§ **Exercise goal**
Can you output the records below exactly as they are written?

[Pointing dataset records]
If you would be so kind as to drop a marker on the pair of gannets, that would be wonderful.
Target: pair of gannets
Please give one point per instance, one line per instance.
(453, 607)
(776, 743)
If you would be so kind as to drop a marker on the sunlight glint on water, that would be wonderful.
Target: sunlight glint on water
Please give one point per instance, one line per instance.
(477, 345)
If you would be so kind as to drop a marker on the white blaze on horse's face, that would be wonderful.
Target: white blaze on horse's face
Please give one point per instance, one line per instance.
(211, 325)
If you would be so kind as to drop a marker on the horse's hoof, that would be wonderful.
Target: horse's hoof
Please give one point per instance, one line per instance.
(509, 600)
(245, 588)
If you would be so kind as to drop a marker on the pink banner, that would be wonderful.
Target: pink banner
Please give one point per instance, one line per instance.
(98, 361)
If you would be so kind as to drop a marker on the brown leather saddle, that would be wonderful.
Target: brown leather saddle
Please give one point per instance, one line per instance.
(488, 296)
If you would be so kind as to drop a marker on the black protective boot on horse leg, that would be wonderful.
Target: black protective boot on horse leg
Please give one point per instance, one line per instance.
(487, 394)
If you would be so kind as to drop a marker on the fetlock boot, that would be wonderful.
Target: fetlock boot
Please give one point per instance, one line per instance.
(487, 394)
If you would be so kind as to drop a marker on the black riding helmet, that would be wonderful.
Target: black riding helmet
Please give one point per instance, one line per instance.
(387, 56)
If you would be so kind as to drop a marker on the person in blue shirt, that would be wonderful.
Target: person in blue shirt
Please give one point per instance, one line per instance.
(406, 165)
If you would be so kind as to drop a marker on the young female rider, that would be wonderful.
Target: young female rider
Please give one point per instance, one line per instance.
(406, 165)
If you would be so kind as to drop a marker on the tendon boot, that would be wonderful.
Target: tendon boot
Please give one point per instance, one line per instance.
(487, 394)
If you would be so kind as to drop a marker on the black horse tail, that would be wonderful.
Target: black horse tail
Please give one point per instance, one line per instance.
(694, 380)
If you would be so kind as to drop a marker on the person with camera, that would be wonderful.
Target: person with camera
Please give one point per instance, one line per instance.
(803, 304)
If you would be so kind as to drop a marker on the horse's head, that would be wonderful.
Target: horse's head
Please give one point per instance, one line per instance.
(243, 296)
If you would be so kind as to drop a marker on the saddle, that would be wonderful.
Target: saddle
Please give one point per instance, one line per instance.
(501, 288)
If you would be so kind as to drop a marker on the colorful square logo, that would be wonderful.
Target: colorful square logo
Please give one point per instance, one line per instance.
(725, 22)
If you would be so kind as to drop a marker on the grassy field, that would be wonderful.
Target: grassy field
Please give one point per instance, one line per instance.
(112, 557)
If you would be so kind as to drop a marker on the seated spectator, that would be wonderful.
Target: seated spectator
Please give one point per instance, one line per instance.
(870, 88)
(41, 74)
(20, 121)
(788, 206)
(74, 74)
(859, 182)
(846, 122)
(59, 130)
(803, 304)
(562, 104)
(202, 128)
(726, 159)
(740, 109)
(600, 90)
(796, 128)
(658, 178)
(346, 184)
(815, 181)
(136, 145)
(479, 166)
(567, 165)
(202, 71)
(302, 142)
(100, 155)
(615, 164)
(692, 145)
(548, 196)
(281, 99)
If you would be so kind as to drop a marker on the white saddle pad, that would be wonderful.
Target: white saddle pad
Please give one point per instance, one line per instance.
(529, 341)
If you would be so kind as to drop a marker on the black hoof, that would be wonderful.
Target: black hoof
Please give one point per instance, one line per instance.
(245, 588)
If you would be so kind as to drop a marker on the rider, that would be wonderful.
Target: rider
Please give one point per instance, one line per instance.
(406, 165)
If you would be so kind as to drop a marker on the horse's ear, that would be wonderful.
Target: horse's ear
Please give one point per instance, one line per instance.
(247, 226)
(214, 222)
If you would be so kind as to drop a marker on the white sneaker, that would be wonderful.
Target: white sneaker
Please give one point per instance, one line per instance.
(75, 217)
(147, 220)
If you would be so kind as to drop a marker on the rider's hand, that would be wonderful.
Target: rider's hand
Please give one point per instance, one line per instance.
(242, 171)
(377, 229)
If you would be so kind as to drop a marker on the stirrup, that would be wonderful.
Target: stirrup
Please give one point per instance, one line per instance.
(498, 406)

§ **Response**
If you would be so kind as to drop a marker on the pair of gannets, that would be wonderful.
Target: pair of gannets
Please give one point per instance, one line per instance.
(453, 607)
(776, 743)
If you would be so kind as to drop a marker on the sunlight glint on water, that would be wonderful.
Target: sunlight glint on water
Please give one point per instance, one line per instance.
(477, 345)
If you would be so kind as to drop a marker on the white blaze on horse's face, that would be wonderful.
Target: white blaze on horse's face
Please give one point per instance, one line per instance.
(211, 325)
If you would be so kind as to drop a marker on the horse's hoof, that would be wonderful.
Target: horse's hoof
Please give one point per instance, one line per instance.
(509, 600)
(245, 588)
If you would be so kind as to drop a marker on the pink banner, that would be wonderful.
Target: pink banner
Please give one point per instance, one line per instance.
(98, 361)
If you would be so kind as to drop a marker on the brown leather saddle, that would be wonderful.
Target: brown leather saddle
Please give one point per instance, one line per instance.
(488, 296)
If you would be so kind as to drop a marker on the black protective boot on horse leg, that would be wonderful.
Target: black protective boot on horse leg
Please give one point per instance, one line per instance.
(487, 394)
If you would be so kind as to drop a marker on the fetlock boot, that would be wonderful.
Target: fetlock boot
Please give one point per instance, one line per instance.
(487, 394)
If you would be so kind as to drop a marker on the black riding helmet, that would be wonderful.
Target: black riding helmet
Please give one point per instance, one line per instance.
(387, 56)
If you would be so kind as to drop a marker on the person in blue shirt, that would be wonderful.
Target: person in blue shirt
Please give one point per instance, one line per instance.
(406, 165)
If you would be so kind as to drop a marker on the young female rider, that would be wonderful.
Target: young female rider
Please give one point per instance, one line per instance.
(406, 165)
If you would be so kind as to drop a marker on the tendon boot, that would be wonderful.
Target: tendon boot
Please give one point per instance, one line per instance.
(487, 394)
If you would be so kind as to drop a marker on the black horse tail, that would be wonderful.
Target: black horse tail
Please give one point per instance, one line per instance.
(694, 380)
If you would be so kind as to drop a marker on the person with camera, that would be wonderful.
Target: person with camera
Please give one point per instance, one line per instance.
(803, 304)
If you would be so kind as to drop a marker on the horse's head, that would be wonderful.
Target: horse's head
Please give one point per instance, one line per instance.
(243, 296)
If you would be so kind as to drop a marker on the saddle, that would be wonderful.
Target: saddle
Please give one point per instance, one line per instance.
(501, 288)
If you would be so kind as to drop a marker on the colorful square logo, that would be wonderful.
Target: colorful square logo
Please give one point per instance, one line per instance.
(725, 22)
If you would be so kind as to drop a marker on the grassy field, that would be wonderful.
Target: grassy field
Please give one point per instance, one line per instance.
(112, 557)
If you would be so kind as to drop a marker on the seated spectator, that would be wonderful.
Target: seated spectator
Please give one point per instance, one line per instance.
(870, 88)
(41, 74)
(20, 121)
(788, 206)
(74, 74)
(859, 182)
(846, 122)
(59, 130)
(803, 304)
(562, 104)
(202, 128)
(726, 159)
(740, 109)
(600, 90)
(796, 128)
(658, 178)
(346, 184)
(815, 181)
(136, 145)
(479, 166)
(567, 165)
(202, 71)
(302, 142)
(100, 155)
(615, 164)
(692, 145)
(548, 196)
(281, 99)
If you would be so kind as to drop a marker on the white saddle pad, that would be wonderful.
Target: white saddle pad
Please give one point per instance, one line per instance.
(529, 341)
If you would be so kind as to drop a marker on the black hoof, that would be wonderful.
Target: black hoof
Please give one point per instance, one line per instance.
(245, 588)
If you would be so kind as to drop a marker on the rider, that would be wonderful.
Target: rider
Please give one point per instance, one line per instance.
(406, 165)
If you would be so kind as to drop a marker on the horse's ear, that would be wonderful.
Target: horse's ear
Please give one point per instance, one line per instance.
(247, 226)
(214, 222)
If you would be so kind as to drop a marker on the white sneaker, that would be wonderful.
Target: white sneaker
Please give one point per instance, one line per instance.
(75, 217)
(147, 220)
If you would be so kind as to drop a marker on the rider's hand, that would be wonderful.
Target: rider's hand
Please give one point per instance, one line per instance.
(242, 171)
(377, 229)
If you would be so kind as to drop a marker on the stirrup, that would be wonderful.
Target: stirrup
Please give one point per instance, one line per instance.
(498, 406)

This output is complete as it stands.